Top of The input
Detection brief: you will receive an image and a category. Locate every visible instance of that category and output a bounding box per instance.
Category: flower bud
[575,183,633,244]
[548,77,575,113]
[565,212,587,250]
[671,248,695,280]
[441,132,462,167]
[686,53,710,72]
Bottom of The input
Nothing in the records above may be left out when you repeat them exactly.

Detection brief: you will receive an image and a category. Locate every visible instance of that category and output a bounding box per instance.
Category: flower bud
[575,183,633,244]
[548,77,575,113]
[565,212,587,250]
[671,248,695,280]
[441,132,462,167]
[686,53,710,72]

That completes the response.